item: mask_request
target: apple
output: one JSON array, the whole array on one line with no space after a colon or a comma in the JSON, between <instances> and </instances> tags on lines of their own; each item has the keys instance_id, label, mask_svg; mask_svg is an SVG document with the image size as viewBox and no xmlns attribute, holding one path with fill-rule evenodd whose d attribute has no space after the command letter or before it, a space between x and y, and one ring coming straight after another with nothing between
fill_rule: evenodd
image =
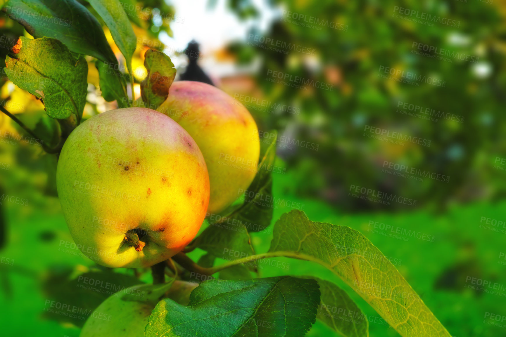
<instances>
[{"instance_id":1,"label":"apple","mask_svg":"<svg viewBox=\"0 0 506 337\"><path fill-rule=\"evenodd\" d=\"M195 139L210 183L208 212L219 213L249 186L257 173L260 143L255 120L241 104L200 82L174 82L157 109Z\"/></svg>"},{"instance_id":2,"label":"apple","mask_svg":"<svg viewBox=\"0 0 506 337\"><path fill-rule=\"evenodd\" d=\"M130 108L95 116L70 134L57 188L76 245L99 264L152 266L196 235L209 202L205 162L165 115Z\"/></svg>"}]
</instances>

▬▬▬▬▬▬▬▬▬▬

Render each line of the listing above as a Markdown table with two columns, Row for the row number and Line for the text, and skip any blank lines. Leave the pictures out of the table.

| Row | Line |
|---|---|
| 1 | item: mask_request |
| 2 | target: apple |
| 3 | output: one JSON array, the whole array on one line with no space after a colon or a comma in the JSON, between <instances> and </instances> tags on lines of their own; each item has the keys instance_id, label, mask_svg; mask_svg is an SVG document with the image size as viewBox and no xmlns attribute, holding one path with fill-rule evenodd whose d attribute has no space after the command letter or before it, a space between x and y, and one ring coming straight after another with nothing between |
| 4 | fill_rule: evenodd |
| 5 | image = |
| 6 | <instances> |
| 7 | [{"instance_id":1,"label":"apple","mask_svg":"<svg viewBox=\"0 0 506 337\"><path fill-rule=\"evenodd\" d=\"M195 139L210 183L208 212L219 213L249 186L257 173L260 143L255 120L241 104L200 82L174 82L157 109Z\"/></svg>"},{"instance_id":2,"label":"apple","mask_svg":"<svg viewBox=\"0 0 506 337\"><path fill-rule=\"evenodd\" d=\"M130 108L95 116L70 134L57 188L76 245L99 264L152 266L196 235L209 202L205 162L165 115Z\"/></svg>"}] |
| 8 | </instances> |